REQUIRED TASK: Please copy out the part of the records that opens with the line containing "Please segment every instance of the grey" and closes with the line containing "118], [114, 112]]", adding 77 to every coordinate and leaving all other text unchanged.

(Spatial annotation records)
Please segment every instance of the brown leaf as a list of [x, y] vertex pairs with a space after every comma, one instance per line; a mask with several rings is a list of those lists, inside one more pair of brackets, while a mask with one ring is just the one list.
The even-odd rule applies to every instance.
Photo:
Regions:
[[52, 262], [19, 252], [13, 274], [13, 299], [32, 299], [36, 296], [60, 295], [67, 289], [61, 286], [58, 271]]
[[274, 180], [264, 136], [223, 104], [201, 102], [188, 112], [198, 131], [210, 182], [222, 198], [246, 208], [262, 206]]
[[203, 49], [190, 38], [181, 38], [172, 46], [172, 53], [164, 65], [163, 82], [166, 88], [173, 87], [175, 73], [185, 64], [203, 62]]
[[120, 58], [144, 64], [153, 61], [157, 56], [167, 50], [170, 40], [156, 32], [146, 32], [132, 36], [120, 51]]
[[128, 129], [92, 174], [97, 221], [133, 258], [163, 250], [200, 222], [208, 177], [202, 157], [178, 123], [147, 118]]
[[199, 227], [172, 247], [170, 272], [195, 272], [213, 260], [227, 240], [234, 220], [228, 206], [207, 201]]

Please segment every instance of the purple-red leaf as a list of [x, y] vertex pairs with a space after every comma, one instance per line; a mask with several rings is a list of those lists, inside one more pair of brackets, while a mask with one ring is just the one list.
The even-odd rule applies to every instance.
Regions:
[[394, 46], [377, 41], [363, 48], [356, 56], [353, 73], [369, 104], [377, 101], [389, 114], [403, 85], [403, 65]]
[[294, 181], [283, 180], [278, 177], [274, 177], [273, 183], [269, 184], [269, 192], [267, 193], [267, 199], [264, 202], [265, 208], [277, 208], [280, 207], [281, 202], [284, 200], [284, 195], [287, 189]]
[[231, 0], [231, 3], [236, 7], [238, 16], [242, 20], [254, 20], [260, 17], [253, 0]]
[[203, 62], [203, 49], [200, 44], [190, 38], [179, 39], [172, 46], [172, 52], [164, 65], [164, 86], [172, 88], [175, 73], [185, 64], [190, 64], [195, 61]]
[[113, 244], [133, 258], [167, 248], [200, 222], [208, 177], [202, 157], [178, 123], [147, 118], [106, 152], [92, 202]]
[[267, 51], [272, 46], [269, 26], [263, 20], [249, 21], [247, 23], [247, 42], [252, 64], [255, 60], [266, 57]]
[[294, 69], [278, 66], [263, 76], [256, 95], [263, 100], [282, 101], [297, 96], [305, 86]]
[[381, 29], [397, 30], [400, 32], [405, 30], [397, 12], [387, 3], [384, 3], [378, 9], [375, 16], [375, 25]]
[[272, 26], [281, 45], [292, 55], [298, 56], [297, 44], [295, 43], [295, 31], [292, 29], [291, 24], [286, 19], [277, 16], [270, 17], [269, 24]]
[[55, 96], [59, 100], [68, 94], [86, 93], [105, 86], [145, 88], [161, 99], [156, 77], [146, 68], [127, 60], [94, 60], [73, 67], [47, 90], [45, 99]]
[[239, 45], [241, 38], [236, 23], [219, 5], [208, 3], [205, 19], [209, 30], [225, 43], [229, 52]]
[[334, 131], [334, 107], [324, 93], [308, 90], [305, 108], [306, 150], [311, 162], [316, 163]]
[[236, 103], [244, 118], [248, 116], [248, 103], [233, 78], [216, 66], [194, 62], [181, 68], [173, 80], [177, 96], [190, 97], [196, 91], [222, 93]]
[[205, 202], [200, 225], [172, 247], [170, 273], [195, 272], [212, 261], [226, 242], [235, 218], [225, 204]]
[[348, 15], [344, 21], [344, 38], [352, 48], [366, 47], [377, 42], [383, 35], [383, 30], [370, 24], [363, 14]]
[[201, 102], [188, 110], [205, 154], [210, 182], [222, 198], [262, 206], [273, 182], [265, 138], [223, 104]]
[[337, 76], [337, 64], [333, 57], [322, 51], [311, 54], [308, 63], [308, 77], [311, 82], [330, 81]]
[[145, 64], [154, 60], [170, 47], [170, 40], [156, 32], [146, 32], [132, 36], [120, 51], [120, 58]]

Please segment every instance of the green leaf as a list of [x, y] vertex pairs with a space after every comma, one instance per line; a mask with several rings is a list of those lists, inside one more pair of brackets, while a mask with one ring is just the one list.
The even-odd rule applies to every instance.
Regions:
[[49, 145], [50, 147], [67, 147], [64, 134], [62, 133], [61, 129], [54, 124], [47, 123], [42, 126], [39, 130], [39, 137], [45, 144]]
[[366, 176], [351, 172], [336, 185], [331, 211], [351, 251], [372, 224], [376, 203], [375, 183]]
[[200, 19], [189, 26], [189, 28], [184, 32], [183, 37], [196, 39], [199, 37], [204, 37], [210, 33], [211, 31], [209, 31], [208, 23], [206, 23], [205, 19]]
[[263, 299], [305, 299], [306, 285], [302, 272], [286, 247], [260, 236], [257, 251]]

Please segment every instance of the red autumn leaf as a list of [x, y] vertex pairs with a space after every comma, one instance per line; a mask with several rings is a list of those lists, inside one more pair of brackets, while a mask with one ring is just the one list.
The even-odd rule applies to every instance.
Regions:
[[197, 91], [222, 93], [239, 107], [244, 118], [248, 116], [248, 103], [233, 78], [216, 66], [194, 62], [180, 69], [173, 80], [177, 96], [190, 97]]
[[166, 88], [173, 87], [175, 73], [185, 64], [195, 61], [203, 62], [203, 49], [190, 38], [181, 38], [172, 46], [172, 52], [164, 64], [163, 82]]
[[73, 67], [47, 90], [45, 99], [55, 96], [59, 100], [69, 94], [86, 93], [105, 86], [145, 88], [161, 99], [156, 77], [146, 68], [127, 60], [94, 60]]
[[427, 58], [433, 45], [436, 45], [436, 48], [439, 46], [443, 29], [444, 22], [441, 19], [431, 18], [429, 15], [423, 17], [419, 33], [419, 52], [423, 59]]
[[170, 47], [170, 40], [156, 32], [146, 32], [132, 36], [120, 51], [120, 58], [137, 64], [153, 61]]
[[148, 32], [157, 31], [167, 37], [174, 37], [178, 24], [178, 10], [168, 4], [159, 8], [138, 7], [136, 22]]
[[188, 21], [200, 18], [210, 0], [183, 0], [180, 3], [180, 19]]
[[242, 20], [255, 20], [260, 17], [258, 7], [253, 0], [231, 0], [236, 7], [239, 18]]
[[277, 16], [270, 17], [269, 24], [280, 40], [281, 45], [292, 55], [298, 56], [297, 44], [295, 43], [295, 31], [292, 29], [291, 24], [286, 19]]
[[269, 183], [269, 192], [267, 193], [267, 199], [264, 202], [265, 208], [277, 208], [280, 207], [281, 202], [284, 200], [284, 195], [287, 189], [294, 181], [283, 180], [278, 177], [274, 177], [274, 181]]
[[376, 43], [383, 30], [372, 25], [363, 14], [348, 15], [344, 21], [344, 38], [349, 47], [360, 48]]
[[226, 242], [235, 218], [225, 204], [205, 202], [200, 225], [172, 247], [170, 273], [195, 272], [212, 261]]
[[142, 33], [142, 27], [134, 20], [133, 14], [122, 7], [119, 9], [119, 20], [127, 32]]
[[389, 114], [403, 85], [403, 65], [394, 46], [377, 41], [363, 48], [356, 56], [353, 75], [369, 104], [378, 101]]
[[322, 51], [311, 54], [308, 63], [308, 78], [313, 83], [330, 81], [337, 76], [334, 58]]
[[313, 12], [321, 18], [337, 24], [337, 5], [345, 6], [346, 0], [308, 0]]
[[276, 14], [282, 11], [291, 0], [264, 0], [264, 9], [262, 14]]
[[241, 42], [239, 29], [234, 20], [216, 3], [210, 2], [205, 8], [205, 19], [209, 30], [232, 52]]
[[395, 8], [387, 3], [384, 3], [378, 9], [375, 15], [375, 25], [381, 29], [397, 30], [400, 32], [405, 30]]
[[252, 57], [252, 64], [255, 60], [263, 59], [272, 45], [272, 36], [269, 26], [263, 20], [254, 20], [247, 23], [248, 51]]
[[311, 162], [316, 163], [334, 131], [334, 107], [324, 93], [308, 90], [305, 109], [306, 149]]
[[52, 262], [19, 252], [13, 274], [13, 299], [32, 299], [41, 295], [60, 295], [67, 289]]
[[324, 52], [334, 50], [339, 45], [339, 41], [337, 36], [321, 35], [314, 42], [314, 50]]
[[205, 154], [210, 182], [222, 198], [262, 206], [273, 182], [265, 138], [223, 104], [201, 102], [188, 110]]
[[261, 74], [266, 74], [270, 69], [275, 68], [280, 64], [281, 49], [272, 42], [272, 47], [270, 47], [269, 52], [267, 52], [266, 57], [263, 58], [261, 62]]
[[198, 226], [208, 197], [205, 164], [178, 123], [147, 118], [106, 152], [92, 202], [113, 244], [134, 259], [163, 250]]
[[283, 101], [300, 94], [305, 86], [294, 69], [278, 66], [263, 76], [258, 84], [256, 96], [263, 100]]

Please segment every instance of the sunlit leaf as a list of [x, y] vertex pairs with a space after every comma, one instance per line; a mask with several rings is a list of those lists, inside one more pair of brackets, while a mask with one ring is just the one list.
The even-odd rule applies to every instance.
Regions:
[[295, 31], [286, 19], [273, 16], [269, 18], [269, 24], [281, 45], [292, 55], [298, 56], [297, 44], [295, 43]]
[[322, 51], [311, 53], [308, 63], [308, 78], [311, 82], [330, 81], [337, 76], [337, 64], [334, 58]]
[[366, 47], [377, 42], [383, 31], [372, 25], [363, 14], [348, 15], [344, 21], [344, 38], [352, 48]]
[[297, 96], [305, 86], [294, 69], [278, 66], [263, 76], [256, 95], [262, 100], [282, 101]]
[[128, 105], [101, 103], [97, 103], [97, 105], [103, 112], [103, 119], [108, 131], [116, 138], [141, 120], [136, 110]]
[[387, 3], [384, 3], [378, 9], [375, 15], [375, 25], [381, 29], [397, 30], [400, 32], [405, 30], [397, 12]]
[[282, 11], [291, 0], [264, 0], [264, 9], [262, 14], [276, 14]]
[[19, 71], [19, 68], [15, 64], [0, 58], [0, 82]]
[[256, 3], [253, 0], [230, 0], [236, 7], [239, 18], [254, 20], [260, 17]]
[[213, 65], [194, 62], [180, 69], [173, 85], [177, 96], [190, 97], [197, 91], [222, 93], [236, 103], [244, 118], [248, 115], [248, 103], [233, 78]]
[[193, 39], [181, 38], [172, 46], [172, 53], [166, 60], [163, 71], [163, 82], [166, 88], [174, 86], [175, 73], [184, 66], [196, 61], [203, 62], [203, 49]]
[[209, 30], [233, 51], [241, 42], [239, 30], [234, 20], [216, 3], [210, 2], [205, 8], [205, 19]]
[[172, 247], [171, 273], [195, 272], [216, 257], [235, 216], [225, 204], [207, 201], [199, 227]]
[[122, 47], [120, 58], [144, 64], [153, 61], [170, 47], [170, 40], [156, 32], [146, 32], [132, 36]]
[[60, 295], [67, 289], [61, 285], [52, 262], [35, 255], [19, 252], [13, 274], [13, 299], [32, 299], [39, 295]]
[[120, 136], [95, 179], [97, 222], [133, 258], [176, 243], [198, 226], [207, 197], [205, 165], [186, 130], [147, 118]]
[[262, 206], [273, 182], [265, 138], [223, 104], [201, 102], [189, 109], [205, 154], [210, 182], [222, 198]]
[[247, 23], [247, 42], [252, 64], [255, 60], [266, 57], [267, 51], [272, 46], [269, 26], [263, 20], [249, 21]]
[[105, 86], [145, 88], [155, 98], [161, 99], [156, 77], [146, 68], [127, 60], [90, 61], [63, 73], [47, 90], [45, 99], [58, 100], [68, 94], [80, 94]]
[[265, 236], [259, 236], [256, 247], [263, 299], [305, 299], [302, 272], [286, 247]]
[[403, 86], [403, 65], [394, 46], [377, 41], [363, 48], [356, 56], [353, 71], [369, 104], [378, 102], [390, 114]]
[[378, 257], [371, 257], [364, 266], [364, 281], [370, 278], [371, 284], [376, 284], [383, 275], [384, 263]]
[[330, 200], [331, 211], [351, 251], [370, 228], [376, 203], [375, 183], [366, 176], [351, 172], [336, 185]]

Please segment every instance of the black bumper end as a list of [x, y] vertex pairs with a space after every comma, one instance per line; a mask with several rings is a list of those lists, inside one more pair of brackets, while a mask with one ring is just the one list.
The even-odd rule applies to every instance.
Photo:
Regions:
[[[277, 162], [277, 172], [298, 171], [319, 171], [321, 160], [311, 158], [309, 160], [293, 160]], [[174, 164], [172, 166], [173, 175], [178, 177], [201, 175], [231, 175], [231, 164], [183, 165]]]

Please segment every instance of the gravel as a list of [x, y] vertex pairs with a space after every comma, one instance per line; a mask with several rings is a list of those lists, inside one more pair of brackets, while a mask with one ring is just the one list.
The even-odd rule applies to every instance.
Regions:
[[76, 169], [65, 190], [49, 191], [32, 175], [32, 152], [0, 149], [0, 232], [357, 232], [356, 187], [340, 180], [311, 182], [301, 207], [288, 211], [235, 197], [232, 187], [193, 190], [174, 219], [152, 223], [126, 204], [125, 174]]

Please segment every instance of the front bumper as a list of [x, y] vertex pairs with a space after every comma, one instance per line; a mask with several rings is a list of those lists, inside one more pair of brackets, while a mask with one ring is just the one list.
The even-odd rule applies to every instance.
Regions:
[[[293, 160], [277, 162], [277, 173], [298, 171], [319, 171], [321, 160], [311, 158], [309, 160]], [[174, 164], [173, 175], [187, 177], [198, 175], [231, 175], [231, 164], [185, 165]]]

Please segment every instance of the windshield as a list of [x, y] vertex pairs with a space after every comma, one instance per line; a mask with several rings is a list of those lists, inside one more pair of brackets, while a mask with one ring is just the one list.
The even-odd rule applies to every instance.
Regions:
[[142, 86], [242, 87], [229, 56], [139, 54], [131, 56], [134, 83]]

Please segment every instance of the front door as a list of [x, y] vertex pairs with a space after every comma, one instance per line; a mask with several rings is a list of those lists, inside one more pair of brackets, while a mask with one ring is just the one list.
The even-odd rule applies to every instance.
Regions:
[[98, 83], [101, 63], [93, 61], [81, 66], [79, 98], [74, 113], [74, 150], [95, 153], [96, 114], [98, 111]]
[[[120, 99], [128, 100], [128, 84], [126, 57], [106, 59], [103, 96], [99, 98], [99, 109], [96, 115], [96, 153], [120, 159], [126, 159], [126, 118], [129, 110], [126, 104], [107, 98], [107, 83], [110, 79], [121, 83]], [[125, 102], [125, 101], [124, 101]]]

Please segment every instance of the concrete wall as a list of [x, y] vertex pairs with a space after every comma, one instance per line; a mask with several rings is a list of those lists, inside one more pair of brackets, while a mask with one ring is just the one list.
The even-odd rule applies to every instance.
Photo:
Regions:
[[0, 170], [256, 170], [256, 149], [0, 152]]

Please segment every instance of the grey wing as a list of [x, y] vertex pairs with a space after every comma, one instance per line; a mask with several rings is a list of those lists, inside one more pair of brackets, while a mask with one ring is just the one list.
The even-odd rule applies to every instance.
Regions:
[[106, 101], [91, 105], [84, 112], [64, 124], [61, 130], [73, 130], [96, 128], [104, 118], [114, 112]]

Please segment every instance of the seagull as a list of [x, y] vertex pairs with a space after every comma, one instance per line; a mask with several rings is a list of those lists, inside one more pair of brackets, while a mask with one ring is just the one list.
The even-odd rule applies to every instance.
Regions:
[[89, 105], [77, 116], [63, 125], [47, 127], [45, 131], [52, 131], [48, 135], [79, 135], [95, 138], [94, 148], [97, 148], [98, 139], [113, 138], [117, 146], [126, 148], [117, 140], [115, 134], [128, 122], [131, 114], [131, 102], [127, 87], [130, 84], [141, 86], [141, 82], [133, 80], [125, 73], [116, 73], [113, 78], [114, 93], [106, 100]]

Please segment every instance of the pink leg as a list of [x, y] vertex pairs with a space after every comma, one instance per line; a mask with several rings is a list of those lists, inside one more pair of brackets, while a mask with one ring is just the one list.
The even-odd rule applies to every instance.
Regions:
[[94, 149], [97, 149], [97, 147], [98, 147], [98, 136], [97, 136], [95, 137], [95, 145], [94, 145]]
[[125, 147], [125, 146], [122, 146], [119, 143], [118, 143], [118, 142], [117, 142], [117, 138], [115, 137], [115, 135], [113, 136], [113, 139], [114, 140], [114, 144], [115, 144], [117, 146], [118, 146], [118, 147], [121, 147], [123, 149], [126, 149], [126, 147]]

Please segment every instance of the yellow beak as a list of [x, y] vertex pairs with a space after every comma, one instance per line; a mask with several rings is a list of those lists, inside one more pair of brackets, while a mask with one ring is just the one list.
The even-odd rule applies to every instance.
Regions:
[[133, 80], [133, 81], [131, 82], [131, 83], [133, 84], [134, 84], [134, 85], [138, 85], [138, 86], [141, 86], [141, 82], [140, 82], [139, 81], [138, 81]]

WRITTEN SOLUTION:
Please segment every instance of the grey wing as a list of [x, y] vertex pairs with a space after every comma, one instance per line; a mask with several rings is a list of those lists, inside one more pair of brackets, while a mask with one ring is just the one list.
The even-odd rule applies to every instance.
Regions:
[[183, 178], [168, 182], [161, 189], [141, 201], [138, 207], [150, 207], [173, 205], [181, 195], [191, 189]]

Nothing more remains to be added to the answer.